* Stated exercise *
Update the entries below by replacing every occurrence of "single point" with "one point", leaving all other text unchanged.

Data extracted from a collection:
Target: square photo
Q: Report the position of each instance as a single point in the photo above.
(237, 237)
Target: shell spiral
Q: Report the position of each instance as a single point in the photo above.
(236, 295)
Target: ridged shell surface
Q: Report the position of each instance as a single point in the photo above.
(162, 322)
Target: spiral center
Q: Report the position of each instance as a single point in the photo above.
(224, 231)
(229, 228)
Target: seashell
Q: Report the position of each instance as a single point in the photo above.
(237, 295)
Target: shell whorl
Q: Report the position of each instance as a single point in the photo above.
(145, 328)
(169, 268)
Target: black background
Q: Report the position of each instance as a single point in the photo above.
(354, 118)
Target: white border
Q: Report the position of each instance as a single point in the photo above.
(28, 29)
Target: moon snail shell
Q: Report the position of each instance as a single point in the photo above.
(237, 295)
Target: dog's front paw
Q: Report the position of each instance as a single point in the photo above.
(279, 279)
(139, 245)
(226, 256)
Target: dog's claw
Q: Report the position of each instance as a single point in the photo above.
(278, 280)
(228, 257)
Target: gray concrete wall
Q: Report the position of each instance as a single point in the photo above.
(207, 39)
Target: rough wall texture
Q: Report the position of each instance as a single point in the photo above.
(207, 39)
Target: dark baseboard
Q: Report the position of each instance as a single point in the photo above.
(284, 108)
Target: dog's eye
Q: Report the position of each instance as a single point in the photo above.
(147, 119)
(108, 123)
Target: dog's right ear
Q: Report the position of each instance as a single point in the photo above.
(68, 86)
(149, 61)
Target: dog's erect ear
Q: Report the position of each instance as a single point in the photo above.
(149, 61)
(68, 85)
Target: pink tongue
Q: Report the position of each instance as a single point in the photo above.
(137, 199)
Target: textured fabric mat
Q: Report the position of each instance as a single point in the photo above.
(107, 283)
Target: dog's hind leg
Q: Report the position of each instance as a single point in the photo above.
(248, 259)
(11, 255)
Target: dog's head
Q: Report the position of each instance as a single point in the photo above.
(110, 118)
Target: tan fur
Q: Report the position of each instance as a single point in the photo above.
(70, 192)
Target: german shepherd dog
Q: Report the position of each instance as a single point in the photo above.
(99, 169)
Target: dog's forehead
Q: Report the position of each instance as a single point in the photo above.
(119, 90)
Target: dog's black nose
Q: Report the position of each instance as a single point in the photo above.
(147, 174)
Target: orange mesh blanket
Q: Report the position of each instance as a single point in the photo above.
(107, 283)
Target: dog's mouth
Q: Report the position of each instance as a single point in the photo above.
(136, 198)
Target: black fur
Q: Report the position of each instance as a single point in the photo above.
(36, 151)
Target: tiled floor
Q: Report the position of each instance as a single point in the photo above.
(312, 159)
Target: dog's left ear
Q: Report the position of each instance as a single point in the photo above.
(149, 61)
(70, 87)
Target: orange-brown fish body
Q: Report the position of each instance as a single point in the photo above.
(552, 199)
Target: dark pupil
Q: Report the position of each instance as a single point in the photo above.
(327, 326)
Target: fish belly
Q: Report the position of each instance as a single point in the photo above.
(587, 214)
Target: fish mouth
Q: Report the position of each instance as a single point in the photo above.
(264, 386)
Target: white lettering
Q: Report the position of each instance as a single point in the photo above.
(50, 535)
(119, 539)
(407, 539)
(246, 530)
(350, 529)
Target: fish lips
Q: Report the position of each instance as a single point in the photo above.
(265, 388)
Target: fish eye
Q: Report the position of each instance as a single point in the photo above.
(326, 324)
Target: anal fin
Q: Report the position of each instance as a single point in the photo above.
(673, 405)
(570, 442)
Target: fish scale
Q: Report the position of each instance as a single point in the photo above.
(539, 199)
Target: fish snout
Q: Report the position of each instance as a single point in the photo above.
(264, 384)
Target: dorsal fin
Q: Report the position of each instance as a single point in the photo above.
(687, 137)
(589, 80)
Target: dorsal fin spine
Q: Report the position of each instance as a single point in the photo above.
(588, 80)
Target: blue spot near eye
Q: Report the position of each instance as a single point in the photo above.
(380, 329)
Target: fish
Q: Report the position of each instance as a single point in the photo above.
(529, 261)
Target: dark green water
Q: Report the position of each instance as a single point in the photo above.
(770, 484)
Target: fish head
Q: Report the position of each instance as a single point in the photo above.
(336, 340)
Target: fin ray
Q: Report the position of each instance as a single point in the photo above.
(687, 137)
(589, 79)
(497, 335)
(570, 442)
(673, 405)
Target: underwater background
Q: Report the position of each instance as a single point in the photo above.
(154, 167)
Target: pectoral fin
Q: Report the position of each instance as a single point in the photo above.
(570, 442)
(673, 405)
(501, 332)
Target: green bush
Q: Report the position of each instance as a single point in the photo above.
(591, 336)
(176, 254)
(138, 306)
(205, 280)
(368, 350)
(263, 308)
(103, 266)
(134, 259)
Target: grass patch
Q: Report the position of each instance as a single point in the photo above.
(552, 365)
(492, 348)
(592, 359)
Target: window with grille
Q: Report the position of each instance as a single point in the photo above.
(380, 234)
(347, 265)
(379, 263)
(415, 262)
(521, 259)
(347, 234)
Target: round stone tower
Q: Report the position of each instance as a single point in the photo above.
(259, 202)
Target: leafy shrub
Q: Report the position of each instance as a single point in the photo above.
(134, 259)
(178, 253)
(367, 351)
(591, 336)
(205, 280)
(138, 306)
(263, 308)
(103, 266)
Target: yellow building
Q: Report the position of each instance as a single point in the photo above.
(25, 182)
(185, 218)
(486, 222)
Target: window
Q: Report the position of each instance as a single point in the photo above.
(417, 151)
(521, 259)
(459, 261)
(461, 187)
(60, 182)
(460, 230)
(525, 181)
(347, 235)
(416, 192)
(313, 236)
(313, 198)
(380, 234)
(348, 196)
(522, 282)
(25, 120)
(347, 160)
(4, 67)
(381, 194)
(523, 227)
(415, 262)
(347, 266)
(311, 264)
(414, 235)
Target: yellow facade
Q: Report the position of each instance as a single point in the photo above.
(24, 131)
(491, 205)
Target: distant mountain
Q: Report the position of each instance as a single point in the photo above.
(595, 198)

* The reply *
Target: square photo
Q: Report the position of each instance as a one point in the photo above.
(237, 237)
Target: shell spiral
Q: Report the position of each instance as a one point in the photo above.
(236, 295)
Target: ridged shell surface
Q: Report the position of each instance as a one point in the photo above.
(162, 322)
Target: spiral center
Q: Report the position of each instance as a one point in the photo above.
(224, 231)
(229, 228)
Target: seashell
Q: Report the position of each instance as a one point in the photo above.
(237, 295)
Target: shell whorl
Q: Report the position of each instance as a one point in the photo above.
(145, 328)
(169, 268)
Target: black background
Q: Report the position of each instance as a one point in the photo above.
(354, 118)
Target: white border
Q: Report the position of each instance as a one point in the photo above.
(28, 29)
Target: moon snail shell
Q: Report the position of each instance as a one point in the photo above.
(237, 295)
Target: dog's front paw
Q: Report the position of each instance as a one point in the photo above.
(279, 279)
(139, 245)
(226, 256)
Target: dog's claw
Q: Report the position of each instance as a one point in the photo above.
(278, 280)
(228, 257)
Target: gray concrete wall
Q: Report the position of each instance as a one point in the photo above.
(207, 39)
Target: rough wall texture
Q: Report the position of each instance as a one point in the photo above.
(207, 39)
Target: dark baseboard
Q: Report the position of each instance as a one point in the photo above.
(284, 108)
Target: dog's eye
Q: Report the position of each instance as a one point in the photo above.
(147, 119)
(108, 123)
Target: dog's right ear
Q: Report the position of each instance as a one point in the photo above.
(68, 86)
(149, 61)
Target: dog's erect ear
Q: Report the position of each instance as a one point in the photo above.
(149, 61)
(68, 85)
Target: pink tongue
Q: Report the position of each instance as a one point in the photo above.
(137, 199)
Target: textured fabric mat
Q: Report the position of each instance as a one point in the photo above.
(107, 283)
Target: dog's hind leg
Q: Report the position of each instance as a one point in the photo above.
(248, 259)
(11, 255)
Target: dog's head
Q: Report the position of each instance as a one point in the photo above.
(110, 118)
Target: tan fur
Q: Report the position of each instance as a one point in the photo above.
(70, 192)
Target: german shepherd dog
Q: Report the position of each instance as a one point in the photo above.
(99, 169)
Target: dog's forehead
Q: Report the position of each instance as a one point in the photo above.
(119, 90)
Target: dog's black nose
Q: Report the position of each instance as a one point in the photo above.
(147, 174)
Target: orange mesh blanket
Q: Report the position of each instance as a one point in the photo above.
(107, 283)
Target: dog's mouth
Q: Report the position of each instance as a one point in the photo above.
(136, 198)
Target: black fur
Q: Report the position of each instance as a one point in the photo above.
(36, 151)
Target: tiled floor
Q: Report the position of each instance as a one point in the photo above.
(312, 159)
Target: dog's left ear
Q: Report the position of each instance as a one point in the photo above.
(149, 61)
(70, 87)
Target: orange-brown fish body
Q: Report the position of each instance as a one point in the photo above.
(552, 199)
Target: dark pupil
Q: Report the position of each instance as a one point in the photo above.
(327, 326)
Target: fish belly
Q: Report the position of each instance as a one point in the photo above.
(587, 214)
Target: fish mouth
Q: Report the position of each instance as a one point in the photo above.
(264, 386)
Target: white lettering
Q: Report the position of each instance as a one point in the photo above.
(50, 535)
(119, 539)
(407, 539)
(246, 530)
(350, 529)
Target: fish lips
Q: Report the position of each instance as a one point in the photo above.
(265, 388)
Target: fish eye
Q: Report the position of each instance as a one point in the photo above.
(326, 324)
Target: anal fin
Q: Report the position of each instance as a one point in the photo above.
(673, 405)
(570, 442)
Target: fish scale
Q: Report the position of each instance as a one point in the photo above.
(539, 199)
Target: fish snout
Q: Report the position of each instance as a one point in the photo above.
(264, 384)
Target: dorsal fin
Q: Report the position of each instance as a one point in the photo above.
(687, 137)
(589, 80)
Target: dorsal fin spine
Q: Report the position of each instance as a one point in the photo above.
(588, 80)
Target: blue spot near eye
Q: Report the position of each instance as a one point in the photo above.
(380, 329)
Target: fish
Q: Report the position of each instance as a one point in the photo above.
(529, 261)
Target: dark green water
Q: Report the position of each instance as a one point in the photo above.
(770, 484)
Target: fish head
Q: Report the position of each instance as a one point in the photo above.
(336, 340)
Target: fin ray
Q: Report the position of each instance as a one point in the photo above.
(687, 137)
(589, 79)
(497, 335)
(570, 442)
(673, 405)
Target: underwater background
Q: Report the position of each instance as a one point in the photo above.
(154, 167)
Target: pectoral fin
Q: Report the position of each instance as a one point in the photo above.
(570, 442)
(673, 405)
(501, 332)
Target: green bush
Q: Report the position of each instance as a one point in the photo above.
(591, 336)
(176, 254)
(138, 306)
(205, 280)
(368, 350)
(263, 308)
(103, 266)
(134, 259)
Target: grass patch
Q: Report the position of each instance as a one point in the photo above.
(552, 365)
(492, 348)
(592, 359)
Target: window with grille
Q: Report the position of each instance as a one point in the photo above.
(380, 234)
(347, 265)
(379, 263)
(415, 262)
(521, 259)
(347, 234)
Target: round stone tower
Q: Report the position of each instance as a one point in the photo above.
(259, 202)
Target: leafy shrub
Q: Report the position of each instance as a one point in the photo above.
(134, 259)
(178, 253)
(367, 351)
(591, 336)
(205, 280)
(138, 306)
(263, 308)
(103, 266)
Target: yellow building
Q: Report the position of each instance as a one point in the photo above.
(25, 182)
(185, 218)
(486, 222)
Target: window
Q: Report the position of each instance as a one point in the photo above.
(417, 151)
(521, 259)
(459, 261)
(461, 187)
(60, 182)
(460, 230)
(525, 181)
(347, 235)
(416, 192)
(313, 236)
(313, 198)
(380, 234)
(348, 196)
(522, 282)
(25, 120)
(347, 160)
(4, 67)
(381, 194)
(523, 227)
(415, 262)
(347, 266)
(311, 264)
(414, 235)
Target: yellow facade
Q: Report the position of each instance as a one point in the photo above.
(24, 131)
(491, 205)
Target: distant mountain
Q: Report the position of each instance as a one point in the photo above.
(595, 198)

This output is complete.